* [Short exercise a]
From the Lego Cars text, quote the passage that begins at the words "In addition, Lego Cars" and stops after the words "released shortly before the film, recreating it in Lego form.".

* [Page text]
Lego Cars
- Subject: Cars franchise
- Licensed from: Disney and Pixar
- Availability: 2010–Present
- Total sets: 27 Lego (including promotional sets), 8 Lego Juniors and 20 Duplo
- Characters: Acer, Battleboat, Broadside, Carla Veloso, Crane, Cruz Ramirez, Doc Hudson, Fillmore, Finn McMissile, Flo, Francesco Bernoulli, Miss Fritter, Guido, Grem, Holley Shiftwell, Jackson Storm, Jeff Gorvette, Junior Moon, Leland Turbo Cube, Lightning McQueen, Luigi, Mack, Mater, Max Schnell, Miles Axlerod, Pit Crew Helper, Petrov Trunkov, The Queen, Ramone, Raoul ÇaRoule, Red, Rod "Torque" Redline, Sheriff, Sally Carrera, Sarge, Shu Todoroki, Siddeley, Smokey, Sterling, Tony Trihull and Professor Zündapp
- Official website

= Lego Cars =

Lego theme

Lego Cars (stylized as LEGO Cars) is a Lego theme based on the Disney·Pixar's Cars franchise created by John Lasseter, Joe Ranft and Jorgen Klubien. It was licensed from The Walt Disney Company and Pixar. The theme was first introduced in 2010 for Duplo Cars sub-theme based on the Cars film was released as part of the Duplo theme. In 2011, Lego Cars 2 sub-theme based on the Cars 2 film was released as part of the Lego System and Duplo theme. In 2017, Lego Juniors Cars 3 sub-theme based on the Cars 3 film was released as part of the Lego Juniors and Duplo theme.

== Overview ==
Lego Cars was based on the Disney·Pixar's Cars franchise, which focused on the story takes place in a world populated by anthropomorphic talking cars and other vehicles. Lego Cars aimed to recreate the main characters in Lego form, including Lightning McQueen, Mater, Sally Carrera, Doc Hudson, Ramone, Mack, Sheriff, Flo, Guido and Luigi.

In addition, Lego Cars 2 trailer was released on YouTube shortly before the film, recreating it in Lego form.

The sequel film, Cars 3, was released in May 2017 on YouTube. Lego produced various toy sets based on the Cars 3 film ahead of its release. In addition, Lego Juniors Cars 3 trailer was released shortly before the film, recreating it in Lego form.

== Development ==
Lego Cars was inspired by Cars franchise. The Lego construction toy range was based on the animated franchise and developed in collaboration with Disney Consumer Products. The construction sets were designed to recreate the story and characters of the film in Lego form.

* [Short exercise b]
Turn every line of the records into a numbered list, leaving out blank lines.

* [Dataset]
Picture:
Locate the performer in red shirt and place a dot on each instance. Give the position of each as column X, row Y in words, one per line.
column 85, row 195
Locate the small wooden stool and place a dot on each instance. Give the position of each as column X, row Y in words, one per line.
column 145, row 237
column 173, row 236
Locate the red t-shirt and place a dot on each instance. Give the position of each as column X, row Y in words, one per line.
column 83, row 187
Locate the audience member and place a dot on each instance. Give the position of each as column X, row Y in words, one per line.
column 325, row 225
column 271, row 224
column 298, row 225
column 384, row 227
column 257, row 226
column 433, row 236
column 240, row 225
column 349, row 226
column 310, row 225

* [Exercise output a]
In addition, Lego Cars 2 trailer was released on YouTube shortly before the film, recreating it in Lego form.

The sequel film, Cars 3, was released in May 2017 on YouTube. Lego produced various toy sets based on the Cars 3 film ahead of its release. In addition, Lego Juniors Cars 3 trailer was released shortly before the film, recreating it in Lego form.

* [Exercise output b]
1. Picture:
2. Locate the performer in red shirt and place a dot on each instance. Give the position of each as column X, row Y in words, one per line.
3. column 85, row 195
4. Locate the small wooden stool and place a dot on each instance. Give the position of each as column X, row Y in words, one per line.
5. column 145, row 237
6. column 173, row 236
7. Locate the red t-shirt and place a dot on each instance. Give the position of each as column X, row Y in words, one per line.
8. column 83, row 187
9. Locate the audience member and place a dot on each instance. Give the position of each as column X, row Y in words, one per line.
10. column 325, row 225
11. column 271, row 224
12. column 298, row 225
13. column 384, row 227
14. column 257, row 226
15. column 433, row 236
16. column 240, row 225
17. column 349, row 226
18. column 310, row 225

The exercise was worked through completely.